Supplied data Block Start
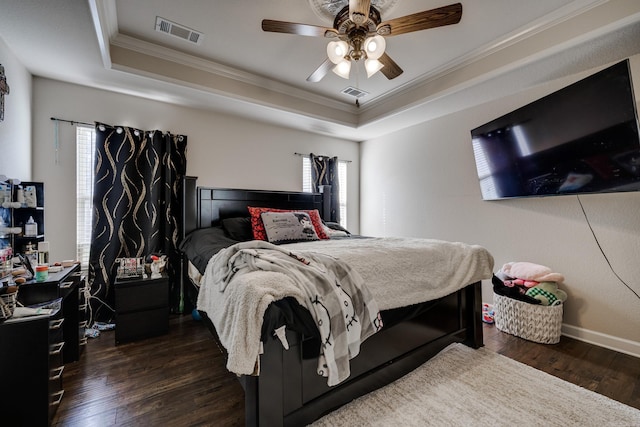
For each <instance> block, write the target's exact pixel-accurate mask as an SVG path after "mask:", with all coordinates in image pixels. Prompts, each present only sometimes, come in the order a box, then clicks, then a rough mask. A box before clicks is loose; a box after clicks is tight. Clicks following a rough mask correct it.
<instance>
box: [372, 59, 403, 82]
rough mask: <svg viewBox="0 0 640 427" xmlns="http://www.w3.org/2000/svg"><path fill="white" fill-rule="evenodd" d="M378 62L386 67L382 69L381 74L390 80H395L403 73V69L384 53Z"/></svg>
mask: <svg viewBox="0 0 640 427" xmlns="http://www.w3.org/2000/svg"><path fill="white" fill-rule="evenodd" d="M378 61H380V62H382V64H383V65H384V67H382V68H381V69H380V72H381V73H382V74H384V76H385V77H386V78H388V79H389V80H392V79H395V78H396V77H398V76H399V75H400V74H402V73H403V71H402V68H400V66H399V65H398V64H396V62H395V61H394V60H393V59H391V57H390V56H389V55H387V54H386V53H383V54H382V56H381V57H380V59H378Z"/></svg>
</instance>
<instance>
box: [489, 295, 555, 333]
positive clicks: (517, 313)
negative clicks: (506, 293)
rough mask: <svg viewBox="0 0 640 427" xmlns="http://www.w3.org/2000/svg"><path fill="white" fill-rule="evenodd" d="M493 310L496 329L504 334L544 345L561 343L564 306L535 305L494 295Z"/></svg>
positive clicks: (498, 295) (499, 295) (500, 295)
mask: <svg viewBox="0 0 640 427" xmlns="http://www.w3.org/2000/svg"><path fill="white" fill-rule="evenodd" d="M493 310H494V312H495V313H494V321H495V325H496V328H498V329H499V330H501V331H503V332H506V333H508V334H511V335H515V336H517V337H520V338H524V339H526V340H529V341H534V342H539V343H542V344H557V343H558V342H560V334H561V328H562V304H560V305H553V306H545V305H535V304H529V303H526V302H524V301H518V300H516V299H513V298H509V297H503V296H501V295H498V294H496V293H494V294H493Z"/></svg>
Supplied data Block End
*Exercise prompt*. Could you copy out verbatim the lines of the records beginning with the line containing "</instance>" and continuing through the line containing "negative clicks: (506, 293)", including both of those lines?

*Your response*.
</instance>
<instance>
box: [489, 295, 555, 333]
positive clicks: (517, 313)
negative clicks: (506, 293)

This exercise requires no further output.